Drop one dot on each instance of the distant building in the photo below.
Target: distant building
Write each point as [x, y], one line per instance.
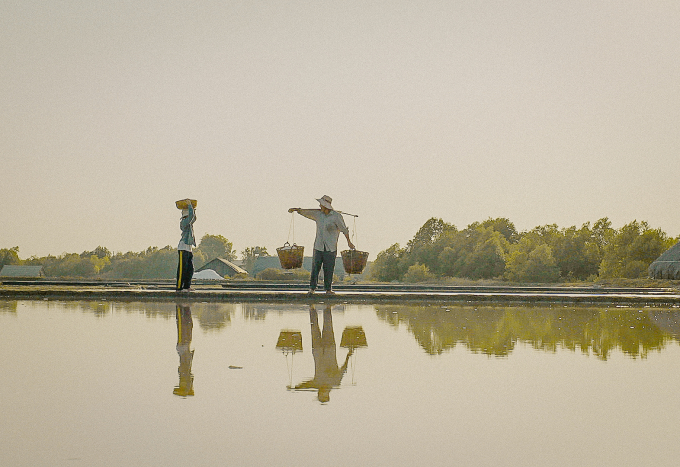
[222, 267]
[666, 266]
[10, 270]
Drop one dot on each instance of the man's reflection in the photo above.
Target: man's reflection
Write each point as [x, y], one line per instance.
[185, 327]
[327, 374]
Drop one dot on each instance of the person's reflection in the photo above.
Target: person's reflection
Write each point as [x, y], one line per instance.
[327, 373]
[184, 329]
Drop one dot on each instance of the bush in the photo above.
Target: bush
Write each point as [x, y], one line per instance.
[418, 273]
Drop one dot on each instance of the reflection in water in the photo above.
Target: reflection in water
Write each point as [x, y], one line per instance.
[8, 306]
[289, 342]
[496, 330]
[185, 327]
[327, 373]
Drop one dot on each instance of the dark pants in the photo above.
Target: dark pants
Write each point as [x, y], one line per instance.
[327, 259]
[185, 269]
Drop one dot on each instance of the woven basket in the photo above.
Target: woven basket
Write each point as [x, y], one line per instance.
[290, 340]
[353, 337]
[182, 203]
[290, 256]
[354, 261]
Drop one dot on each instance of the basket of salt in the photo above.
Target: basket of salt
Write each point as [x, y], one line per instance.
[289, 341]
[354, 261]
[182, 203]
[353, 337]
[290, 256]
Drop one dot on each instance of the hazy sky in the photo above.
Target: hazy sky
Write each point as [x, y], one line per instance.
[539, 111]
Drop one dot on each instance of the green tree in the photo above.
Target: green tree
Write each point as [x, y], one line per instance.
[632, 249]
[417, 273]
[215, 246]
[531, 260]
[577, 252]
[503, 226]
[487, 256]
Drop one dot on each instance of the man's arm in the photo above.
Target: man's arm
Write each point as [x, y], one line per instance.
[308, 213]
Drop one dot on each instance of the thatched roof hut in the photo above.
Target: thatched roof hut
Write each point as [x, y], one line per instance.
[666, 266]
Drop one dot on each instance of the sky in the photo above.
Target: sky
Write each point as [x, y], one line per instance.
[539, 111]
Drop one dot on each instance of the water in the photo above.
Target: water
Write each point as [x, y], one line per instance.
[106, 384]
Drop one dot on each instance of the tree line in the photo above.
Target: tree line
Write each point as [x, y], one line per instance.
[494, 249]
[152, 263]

* * *

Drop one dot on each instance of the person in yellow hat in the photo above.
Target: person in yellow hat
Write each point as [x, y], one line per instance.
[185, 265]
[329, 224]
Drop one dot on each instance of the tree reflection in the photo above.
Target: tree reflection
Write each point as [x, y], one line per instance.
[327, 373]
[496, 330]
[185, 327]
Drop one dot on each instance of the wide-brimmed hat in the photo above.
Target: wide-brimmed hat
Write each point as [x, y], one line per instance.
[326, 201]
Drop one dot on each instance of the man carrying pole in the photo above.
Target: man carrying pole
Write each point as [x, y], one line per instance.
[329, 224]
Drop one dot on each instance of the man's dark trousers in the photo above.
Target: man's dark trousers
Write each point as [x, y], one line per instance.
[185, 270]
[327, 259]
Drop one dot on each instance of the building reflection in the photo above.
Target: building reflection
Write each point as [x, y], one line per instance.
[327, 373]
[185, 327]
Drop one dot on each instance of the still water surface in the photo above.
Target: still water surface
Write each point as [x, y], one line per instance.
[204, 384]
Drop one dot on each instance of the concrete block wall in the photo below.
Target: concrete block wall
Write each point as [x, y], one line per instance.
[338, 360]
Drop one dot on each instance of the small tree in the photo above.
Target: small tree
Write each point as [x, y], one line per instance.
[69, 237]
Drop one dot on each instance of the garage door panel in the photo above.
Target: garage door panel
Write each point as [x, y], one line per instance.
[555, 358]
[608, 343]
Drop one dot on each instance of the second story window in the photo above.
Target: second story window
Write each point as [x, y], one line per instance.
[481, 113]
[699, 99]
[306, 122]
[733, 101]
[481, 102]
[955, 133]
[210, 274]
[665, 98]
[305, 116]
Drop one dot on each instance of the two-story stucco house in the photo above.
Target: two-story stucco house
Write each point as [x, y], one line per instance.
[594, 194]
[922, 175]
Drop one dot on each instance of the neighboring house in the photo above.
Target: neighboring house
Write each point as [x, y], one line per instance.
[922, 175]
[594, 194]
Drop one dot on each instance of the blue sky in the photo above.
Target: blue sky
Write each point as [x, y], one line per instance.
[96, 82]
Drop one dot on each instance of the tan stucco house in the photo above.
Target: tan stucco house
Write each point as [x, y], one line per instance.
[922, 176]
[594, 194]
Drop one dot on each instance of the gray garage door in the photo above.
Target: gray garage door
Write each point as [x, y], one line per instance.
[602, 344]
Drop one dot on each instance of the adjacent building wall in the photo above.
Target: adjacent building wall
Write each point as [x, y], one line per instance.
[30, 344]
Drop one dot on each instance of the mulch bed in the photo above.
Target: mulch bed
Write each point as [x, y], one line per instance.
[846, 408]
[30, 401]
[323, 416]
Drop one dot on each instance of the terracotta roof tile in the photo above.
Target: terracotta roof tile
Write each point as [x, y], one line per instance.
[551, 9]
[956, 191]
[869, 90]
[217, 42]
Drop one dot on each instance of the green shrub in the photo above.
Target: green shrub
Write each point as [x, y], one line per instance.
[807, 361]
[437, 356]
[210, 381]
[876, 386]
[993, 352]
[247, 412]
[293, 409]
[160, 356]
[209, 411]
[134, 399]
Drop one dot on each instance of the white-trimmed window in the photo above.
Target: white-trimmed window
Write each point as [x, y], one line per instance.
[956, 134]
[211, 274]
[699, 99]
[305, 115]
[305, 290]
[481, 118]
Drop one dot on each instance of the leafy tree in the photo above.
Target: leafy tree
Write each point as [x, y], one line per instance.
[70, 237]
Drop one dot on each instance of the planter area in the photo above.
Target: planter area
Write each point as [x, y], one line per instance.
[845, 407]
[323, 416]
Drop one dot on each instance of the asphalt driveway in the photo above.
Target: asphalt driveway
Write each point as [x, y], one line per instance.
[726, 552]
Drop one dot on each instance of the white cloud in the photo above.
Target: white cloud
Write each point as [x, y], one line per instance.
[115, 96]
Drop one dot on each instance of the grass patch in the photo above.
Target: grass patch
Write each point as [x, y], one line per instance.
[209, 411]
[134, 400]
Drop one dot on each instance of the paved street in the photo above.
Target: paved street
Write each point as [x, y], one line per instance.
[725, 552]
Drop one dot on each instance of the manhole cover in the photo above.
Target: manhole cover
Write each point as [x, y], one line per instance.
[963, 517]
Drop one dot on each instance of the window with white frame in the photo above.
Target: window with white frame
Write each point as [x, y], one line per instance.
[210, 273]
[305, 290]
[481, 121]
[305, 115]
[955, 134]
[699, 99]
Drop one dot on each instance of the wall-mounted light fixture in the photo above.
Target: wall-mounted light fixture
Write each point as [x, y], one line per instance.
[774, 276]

--

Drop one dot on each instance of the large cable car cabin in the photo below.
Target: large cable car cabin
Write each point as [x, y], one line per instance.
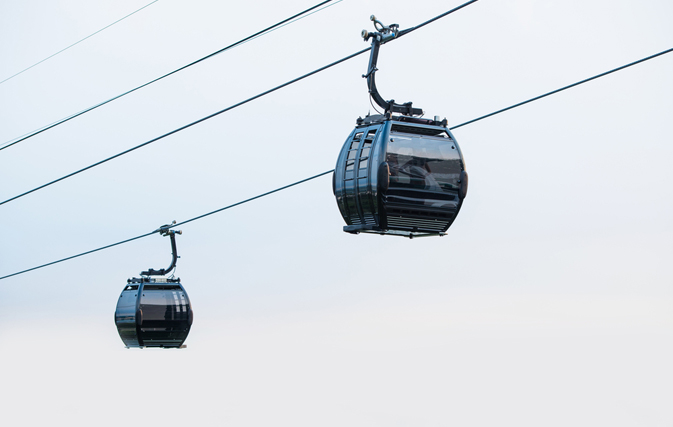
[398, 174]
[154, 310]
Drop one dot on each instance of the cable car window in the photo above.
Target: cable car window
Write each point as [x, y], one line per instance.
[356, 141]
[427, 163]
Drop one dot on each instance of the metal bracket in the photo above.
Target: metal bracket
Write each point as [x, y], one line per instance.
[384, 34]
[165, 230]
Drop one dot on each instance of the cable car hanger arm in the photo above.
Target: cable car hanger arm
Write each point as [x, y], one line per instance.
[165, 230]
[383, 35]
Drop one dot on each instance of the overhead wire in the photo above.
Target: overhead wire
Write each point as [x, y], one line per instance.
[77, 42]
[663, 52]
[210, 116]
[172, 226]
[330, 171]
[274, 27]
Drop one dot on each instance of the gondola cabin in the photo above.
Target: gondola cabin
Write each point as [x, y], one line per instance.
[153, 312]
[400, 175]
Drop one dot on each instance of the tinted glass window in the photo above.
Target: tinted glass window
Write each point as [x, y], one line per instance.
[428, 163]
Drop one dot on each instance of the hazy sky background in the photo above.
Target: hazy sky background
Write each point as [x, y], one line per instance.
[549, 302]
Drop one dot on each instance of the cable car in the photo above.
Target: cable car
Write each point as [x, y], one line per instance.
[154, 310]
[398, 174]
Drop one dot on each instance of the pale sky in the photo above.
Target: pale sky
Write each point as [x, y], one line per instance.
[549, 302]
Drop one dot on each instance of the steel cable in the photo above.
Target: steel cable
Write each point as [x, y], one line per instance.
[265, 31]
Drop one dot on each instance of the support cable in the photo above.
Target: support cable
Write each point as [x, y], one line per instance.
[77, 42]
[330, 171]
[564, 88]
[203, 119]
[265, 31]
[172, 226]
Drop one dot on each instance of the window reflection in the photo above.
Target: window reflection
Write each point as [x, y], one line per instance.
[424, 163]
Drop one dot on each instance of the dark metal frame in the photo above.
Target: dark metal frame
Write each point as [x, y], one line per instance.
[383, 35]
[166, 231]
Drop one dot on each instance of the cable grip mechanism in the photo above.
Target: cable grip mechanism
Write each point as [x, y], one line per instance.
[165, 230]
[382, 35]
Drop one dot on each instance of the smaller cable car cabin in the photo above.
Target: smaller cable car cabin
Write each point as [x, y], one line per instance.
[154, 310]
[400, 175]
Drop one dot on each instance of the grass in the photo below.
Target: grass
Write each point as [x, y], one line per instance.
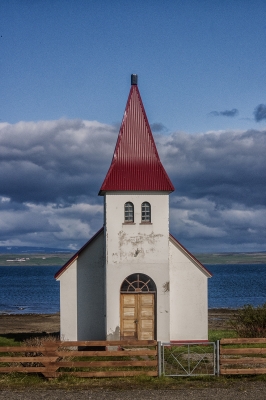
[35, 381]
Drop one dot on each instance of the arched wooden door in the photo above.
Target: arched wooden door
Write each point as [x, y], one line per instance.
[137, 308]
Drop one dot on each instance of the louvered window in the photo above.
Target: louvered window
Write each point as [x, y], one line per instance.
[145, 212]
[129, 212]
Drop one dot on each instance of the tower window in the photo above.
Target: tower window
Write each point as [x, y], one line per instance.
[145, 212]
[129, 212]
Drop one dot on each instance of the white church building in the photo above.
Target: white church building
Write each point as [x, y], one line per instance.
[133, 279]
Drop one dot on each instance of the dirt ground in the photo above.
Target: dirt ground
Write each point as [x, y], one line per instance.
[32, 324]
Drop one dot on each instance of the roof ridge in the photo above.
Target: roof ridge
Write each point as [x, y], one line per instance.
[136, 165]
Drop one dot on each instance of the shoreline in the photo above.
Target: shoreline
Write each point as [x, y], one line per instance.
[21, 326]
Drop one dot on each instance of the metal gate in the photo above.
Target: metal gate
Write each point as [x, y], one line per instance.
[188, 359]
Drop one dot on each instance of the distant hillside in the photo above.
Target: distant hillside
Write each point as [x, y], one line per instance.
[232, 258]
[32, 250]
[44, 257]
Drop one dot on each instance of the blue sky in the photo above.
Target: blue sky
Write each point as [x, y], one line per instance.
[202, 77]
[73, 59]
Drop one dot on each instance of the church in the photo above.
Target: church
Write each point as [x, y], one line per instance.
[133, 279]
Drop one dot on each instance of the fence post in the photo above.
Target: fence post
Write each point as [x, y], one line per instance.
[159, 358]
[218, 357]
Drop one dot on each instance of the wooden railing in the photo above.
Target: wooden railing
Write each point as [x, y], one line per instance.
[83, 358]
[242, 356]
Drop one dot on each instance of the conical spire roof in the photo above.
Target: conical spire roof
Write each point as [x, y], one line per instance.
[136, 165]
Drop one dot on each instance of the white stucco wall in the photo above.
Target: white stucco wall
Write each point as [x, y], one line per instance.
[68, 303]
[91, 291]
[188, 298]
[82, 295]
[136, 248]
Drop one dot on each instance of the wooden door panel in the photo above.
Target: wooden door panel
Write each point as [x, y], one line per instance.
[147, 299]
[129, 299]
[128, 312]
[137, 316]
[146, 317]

EXERCISE DETAILS:
Locate every line of the data above containing the string "area", and copy each such line. Matching is case-sensitive.

ANSWER IN FULL:
Drop one dot on each instance of the planter area in the photo above.
Target: planter area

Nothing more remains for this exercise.